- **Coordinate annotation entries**
## start

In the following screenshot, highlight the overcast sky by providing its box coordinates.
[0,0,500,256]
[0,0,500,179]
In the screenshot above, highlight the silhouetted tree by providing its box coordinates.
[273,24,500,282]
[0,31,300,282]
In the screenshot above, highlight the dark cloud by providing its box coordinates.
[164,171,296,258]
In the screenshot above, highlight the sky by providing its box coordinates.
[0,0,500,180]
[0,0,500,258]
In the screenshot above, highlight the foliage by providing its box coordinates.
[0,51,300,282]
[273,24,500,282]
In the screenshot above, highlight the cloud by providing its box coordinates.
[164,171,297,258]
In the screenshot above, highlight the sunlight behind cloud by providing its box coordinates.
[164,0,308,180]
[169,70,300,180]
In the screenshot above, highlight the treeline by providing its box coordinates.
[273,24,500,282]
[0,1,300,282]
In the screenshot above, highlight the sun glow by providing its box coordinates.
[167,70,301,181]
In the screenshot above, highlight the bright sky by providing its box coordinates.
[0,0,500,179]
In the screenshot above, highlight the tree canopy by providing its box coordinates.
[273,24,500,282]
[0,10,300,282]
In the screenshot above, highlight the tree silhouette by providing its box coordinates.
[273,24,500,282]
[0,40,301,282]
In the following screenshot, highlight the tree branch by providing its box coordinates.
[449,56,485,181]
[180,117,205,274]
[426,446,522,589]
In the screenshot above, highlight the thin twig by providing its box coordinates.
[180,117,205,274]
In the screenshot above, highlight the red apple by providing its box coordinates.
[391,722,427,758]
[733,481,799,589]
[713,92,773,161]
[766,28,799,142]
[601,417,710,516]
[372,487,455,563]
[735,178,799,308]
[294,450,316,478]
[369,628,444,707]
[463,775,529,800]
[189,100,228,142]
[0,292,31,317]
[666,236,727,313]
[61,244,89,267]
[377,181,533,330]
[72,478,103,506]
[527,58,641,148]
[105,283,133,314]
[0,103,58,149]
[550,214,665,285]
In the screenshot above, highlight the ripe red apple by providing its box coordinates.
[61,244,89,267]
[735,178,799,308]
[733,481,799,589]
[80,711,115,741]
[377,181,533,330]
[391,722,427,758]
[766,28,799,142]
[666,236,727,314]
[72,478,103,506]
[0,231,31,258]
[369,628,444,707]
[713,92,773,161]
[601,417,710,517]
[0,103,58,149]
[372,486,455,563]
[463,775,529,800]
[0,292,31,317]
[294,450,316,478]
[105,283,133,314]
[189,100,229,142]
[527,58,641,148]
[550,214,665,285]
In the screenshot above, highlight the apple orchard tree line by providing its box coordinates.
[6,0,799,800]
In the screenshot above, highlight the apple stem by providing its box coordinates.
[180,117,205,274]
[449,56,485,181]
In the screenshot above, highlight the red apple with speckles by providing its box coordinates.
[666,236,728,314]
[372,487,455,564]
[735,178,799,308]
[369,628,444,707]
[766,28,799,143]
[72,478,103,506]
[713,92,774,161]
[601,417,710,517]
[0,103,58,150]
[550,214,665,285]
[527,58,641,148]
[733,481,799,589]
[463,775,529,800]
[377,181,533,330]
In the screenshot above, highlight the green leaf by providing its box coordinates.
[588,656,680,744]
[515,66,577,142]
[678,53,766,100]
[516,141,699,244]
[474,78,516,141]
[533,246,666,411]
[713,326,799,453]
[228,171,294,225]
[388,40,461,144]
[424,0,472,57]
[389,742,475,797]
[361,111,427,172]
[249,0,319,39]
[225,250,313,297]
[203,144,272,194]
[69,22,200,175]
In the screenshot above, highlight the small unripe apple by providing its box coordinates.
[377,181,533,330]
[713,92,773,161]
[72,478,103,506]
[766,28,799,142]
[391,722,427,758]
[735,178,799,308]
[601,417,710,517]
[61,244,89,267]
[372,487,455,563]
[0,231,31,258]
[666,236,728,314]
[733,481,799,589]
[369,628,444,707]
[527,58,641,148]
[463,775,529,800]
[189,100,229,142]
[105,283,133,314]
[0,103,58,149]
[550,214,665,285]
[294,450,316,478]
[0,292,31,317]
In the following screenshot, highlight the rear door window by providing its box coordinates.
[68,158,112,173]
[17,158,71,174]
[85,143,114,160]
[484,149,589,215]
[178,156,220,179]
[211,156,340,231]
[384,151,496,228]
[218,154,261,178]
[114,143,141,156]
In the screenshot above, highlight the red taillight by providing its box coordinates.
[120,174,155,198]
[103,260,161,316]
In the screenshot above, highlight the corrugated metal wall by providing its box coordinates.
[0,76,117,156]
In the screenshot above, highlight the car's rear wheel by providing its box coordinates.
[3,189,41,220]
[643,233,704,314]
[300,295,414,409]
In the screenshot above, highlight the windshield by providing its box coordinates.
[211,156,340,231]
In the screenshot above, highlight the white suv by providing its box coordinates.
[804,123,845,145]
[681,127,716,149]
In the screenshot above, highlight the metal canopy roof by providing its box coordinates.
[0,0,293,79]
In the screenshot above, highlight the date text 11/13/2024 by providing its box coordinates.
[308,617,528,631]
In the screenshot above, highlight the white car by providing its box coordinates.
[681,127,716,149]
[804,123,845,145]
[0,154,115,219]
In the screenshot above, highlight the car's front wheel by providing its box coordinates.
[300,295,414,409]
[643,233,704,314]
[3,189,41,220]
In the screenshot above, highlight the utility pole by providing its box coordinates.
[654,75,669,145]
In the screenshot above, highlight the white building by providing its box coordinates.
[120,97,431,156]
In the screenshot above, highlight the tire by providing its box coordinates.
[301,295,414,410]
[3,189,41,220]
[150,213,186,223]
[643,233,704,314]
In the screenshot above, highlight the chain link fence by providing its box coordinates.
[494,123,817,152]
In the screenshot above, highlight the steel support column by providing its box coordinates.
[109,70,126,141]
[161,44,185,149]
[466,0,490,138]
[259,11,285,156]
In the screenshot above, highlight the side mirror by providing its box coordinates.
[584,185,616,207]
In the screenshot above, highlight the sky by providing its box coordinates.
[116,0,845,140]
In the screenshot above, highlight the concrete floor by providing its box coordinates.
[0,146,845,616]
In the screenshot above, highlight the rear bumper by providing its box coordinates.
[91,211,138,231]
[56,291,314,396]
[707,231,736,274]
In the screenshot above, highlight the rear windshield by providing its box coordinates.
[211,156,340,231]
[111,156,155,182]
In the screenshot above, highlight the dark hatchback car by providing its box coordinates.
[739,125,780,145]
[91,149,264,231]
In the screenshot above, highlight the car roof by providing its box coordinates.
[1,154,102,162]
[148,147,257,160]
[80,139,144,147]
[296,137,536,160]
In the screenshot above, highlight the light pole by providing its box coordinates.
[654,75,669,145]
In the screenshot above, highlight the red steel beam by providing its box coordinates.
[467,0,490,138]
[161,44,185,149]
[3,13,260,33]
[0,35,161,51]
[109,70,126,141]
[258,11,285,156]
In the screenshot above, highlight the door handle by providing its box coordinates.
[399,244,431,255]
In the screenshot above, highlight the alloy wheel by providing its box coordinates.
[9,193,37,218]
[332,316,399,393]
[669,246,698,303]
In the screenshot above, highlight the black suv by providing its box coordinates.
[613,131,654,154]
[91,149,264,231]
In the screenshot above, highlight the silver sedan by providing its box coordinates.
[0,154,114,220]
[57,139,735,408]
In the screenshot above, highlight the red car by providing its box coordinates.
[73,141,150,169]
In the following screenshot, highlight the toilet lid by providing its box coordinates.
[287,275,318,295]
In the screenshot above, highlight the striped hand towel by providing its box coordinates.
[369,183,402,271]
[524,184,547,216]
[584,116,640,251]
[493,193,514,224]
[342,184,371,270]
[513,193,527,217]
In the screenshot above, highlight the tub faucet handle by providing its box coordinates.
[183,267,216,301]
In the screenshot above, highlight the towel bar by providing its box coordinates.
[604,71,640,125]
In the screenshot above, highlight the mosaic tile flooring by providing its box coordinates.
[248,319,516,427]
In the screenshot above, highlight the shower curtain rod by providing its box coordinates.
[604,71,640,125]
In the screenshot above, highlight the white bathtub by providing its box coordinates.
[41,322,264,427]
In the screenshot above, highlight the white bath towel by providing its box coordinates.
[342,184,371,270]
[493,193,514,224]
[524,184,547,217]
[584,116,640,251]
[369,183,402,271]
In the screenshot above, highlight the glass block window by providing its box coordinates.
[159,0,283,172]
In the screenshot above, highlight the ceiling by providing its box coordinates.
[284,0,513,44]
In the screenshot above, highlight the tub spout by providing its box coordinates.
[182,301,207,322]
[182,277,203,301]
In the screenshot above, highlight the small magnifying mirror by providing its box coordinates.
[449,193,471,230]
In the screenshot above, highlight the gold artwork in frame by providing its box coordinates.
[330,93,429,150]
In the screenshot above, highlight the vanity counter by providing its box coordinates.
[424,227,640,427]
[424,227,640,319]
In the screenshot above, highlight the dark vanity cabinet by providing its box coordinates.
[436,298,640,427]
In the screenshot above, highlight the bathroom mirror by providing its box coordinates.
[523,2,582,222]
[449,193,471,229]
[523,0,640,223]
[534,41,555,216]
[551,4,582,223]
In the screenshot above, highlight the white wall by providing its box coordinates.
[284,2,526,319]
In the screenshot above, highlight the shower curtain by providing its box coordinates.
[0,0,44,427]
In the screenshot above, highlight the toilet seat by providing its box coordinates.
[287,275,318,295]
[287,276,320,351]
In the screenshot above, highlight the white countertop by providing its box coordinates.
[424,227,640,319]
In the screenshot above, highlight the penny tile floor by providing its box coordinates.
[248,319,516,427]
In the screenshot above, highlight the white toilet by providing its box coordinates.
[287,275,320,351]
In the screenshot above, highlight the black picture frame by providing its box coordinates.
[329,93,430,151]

## end

- **WHAT YOU HAVE TO DO**
Edit everything from the start of the data down through the line containing "[0,10,300,282]", changing "highlight" to "mark" and keeping the rest unchanged. Return only those lines.

- **SOLUTION TO THIS EXERCISE**
In the following screenshot, mark the overcast sky by providing its box coordinates.
[0,0,500,256]
[0,0,500,179]
In the screenshot above, mark the silhouetted tree by providing its box coordinates.
[273,24,500,282]
[0,31,300,282]
In the screenshot above, mark the dark cloud by providing its box coordinates.
[164,171,296,258]
In the screenshot above, mark the sky by providing its box coordinates.
[0,0,500,180]
[0,0,500,258]
In the screenshot above, mark the foliage by providing its box coordinates.
[0,51,300,282]
[273,24,500,282]
In the screenshot above, mark the cloud by providing its box coordinates.
[164,171,297,258]
In the screenshot above, mark the sunlight behind cloud by providing its box coordinates.
[164,0,308,180]
[169,70,300,180]
In the screenshot above, mark the treeline by providing its box coordinates.
[273,24,500,282]
[0,1,300,282]
In the screenshot above, mark the sun glow by providing its box coordinates.
[167,70,301,181]
In the screenshot above, mark the bright sky by providing its box coordinates.
[0,0,500,179]
In the screenshot above, mark the tree canopy by providing its box coordinates.
[273,24,500,282]
[0,10,300,282]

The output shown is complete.